--- YOUR TASK ---
Pick out every line below that contains the word "foliage" and copy each one unchanged.

--- ENTRIES SUPPLIED ---
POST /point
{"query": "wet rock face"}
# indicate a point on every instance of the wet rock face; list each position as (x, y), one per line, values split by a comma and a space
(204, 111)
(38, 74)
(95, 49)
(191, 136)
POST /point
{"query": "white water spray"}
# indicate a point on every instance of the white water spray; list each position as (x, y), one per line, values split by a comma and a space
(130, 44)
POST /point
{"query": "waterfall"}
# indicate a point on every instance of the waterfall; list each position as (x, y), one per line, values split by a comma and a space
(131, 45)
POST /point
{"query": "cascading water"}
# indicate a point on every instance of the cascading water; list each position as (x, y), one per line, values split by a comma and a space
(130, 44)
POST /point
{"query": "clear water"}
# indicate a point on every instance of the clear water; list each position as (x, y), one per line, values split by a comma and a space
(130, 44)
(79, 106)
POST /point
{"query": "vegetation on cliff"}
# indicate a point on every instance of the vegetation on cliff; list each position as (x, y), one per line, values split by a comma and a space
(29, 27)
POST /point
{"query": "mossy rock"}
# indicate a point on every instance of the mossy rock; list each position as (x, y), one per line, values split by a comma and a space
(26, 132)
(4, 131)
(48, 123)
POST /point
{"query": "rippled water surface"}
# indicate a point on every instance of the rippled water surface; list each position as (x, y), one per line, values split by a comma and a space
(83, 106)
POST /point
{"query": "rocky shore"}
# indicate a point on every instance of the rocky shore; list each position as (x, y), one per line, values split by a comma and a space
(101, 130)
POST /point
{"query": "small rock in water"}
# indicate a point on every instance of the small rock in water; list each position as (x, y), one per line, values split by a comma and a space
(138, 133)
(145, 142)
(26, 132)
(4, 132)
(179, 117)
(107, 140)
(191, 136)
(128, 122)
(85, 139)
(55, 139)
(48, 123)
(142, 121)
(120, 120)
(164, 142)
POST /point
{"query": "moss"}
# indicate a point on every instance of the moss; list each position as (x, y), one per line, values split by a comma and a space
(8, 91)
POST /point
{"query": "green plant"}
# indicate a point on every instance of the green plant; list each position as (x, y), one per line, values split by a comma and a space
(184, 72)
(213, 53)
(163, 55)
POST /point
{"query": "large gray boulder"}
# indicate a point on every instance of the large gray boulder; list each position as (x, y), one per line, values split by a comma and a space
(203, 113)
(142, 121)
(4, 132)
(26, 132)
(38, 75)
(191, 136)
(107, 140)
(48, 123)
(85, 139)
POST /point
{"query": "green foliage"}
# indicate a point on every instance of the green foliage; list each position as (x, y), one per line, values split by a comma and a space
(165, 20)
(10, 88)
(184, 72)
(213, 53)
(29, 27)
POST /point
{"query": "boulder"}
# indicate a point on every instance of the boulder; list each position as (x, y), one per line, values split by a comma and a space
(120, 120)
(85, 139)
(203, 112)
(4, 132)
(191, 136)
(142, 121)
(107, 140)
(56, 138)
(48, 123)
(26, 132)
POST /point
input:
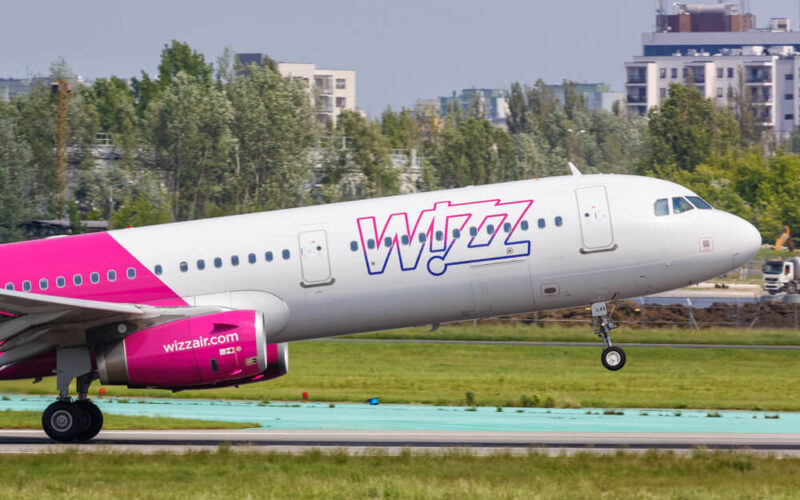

--- COMPLETED EXERCISE ---
{"query": "green foliage"}
# indicate a point on every instance of the green foliage; list each position as (x, y), one per line, values split by a comma and a space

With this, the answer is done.